▸ PASSAGE FOR REVIEW:
6. Permission to appeal was granted 18 November 2016, in regard to an arguable failure by the judge to give proper consideration to the DNA evidence and to her arguable failure to consider the sponsor’s relationship with the first appellant as unmarried partners.
7. At the hearing I heard submissions from both parties on the error of law and have concluded that the judge’s decision has to be set aside.
8. Mr Muman’s submissions were, for the most part, reliant upon evidence which was not before the First-tier Tribunal and which post-dated the hearing, in particular in relation to the appellant’s marriage to the sponsor. He was quite candid in accepting that he was uncertain which documents had been before the First-tier Tribunal. In so far as the documents had been produced after the judge’s decision, they cannot be taken into account in considering whether there was any legal error on the part of the judge.
9. However there is one document that has now been produced which was not before the First-tier Tribunal, but which I consider is material to the outcome of the appeals and which suggests that the judge was acting upon a misunderstanding of the facts, albeit through no fault of her own. Whilst this was not a matter upon which permission had specifically been granted, it was relevant to an overall assessment of the evidence including the conclusions in the DNA reports.
10. The judge, at various points in her decision, referred to the absence of any mention by the sponsor in her asylum claim of her partner or her child Thamsanqa. At [22] she addressed a single sheet produced by the appellants in their appeal bundle headed “Part B – Family Details” which detailed the first appellant as partner and the third appellant, Thamsanqa, as a child. The judge considered that there was nothing in the sheet to identify it as an extract from the sponsor’s papers submitted with her claim and therefore did not attach any evidential weight to it. The only evidence before her of the SEF appeared at F49 and F50 of the respondent’s bundle and included only Part A of the form. The appellants have now produced what appears to be the full SEF at pages 73 to 80, and page 75 appears to correspond to the single sheet referred to by the judge. Whilst the judge was perfectly entitled to attach the weight that she did to the single sheet, for the reasons cogently given, and in the light of the other adverse factors arising in the sponsor’s evidence, and whilst she made no error of law in so doing, it seems to me that it cannot be ruled out that she may have come to a different conclusion overall had she had sight of the full SEF. It is indeed the case that the burden of proof lay upon the appellants to produce all relevant evidence and that, as the judge rightly pointed out at [22], there was no reason for the sponsor not to have provided the complete SEF form, the fact remains that the judge was proceeding on the basis of a decision made by the ECO which it seems was, in turn, based upon incomplete information provided by the Home Office.

▸ MATERIAL SHOWN:
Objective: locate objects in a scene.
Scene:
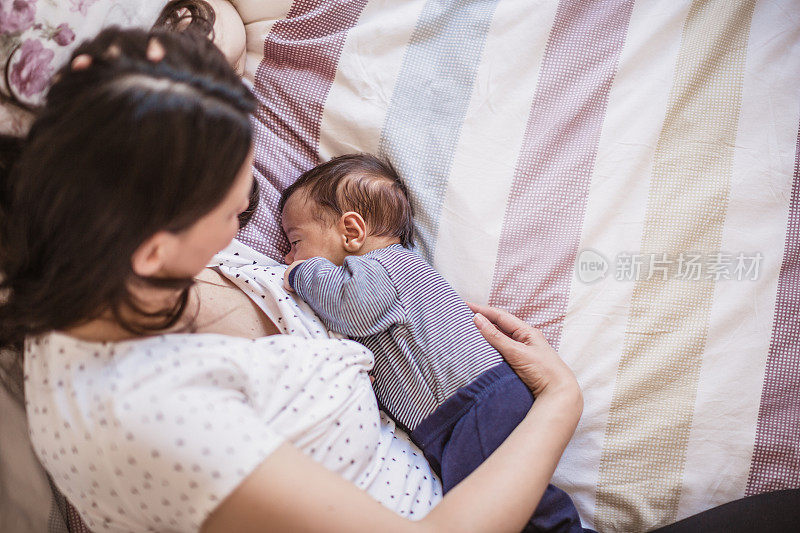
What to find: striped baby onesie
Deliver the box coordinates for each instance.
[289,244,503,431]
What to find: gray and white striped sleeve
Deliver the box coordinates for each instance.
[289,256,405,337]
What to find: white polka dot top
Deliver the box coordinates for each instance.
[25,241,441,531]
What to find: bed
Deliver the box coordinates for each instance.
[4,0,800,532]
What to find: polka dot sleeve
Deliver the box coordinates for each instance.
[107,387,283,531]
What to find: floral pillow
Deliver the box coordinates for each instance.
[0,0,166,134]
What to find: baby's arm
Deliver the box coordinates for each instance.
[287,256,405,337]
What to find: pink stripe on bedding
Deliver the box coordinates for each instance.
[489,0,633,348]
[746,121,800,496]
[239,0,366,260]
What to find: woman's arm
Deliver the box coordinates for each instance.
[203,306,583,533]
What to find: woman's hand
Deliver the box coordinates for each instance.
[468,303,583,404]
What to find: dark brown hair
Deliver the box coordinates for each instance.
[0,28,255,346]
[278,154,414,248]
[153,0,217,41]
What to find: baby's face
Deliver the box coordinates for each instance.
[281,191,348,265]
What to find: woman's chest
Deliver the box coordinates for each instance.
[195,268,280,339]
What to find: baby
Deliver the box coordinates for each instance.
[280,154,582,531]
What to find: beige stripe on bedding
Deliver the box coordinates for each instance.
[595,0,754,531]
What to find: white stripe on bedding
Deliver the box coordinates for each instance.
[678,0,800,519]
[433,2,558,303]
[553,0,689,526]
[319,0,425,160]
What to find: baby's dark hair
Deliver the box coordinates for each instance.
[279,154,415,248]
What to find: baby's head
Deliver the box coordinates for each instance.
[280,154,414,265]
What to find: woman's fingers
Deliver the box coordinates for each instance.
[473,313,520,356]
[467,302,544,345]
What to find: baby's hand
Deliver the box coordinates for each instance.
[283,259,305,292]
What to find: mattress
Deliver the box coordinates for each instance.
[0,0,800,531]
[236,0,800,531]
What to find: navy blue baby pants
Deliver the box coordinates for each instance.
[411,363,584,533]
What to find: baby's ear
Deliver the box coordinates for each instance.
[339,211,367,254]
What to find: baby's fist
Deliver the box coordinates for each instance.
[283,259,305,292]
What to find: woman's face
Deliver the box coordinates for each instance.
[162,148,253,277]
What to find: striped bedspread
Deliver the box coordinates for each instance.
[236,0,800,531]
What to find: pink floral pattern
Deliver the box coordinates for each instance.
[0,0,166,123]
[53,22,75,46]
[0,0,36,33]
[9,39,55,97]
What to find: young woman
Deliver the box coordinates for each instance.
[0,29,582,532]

▸ EXERCISE REQUIREMENTS:
a) According to the appeal decision, on what date was permission to appeal granted?
b) Continue the appeal decision from the point where it stops.

▸ RESULTS OF THE EXERCISE:
a) 18 November 2016

b)
11. There is absolutely no criticism to be made of the judge in this, or any other regard, and her decision was a careful and detailed one based upon the evidence before her. However, for the above reasons, it seems to me that there has been an error of fact which has given rise to an error of law in the decision of the First-tier Tribunal, such that the decision has to be set aside and re-made on the correct factual basis. It may well be that another judge, having considered all the evidence together, will reach the same conclusion as Judge Graham. However that is not necessarily the case. In the circumstances, it is appropriate for the appeals to be remitted to the First-tier Tribunal for all matters to be determined.

DECISION
12. The decision of the First-tier Tribunal is set aside. The case is remitted to the First-tier Tribunal pursuant to section 12(2)(b)(i) of the Tribunals, Courts and Enforcement Act 2007 and Practice Statement 7.2(b), before any judge aside from Judge Graham.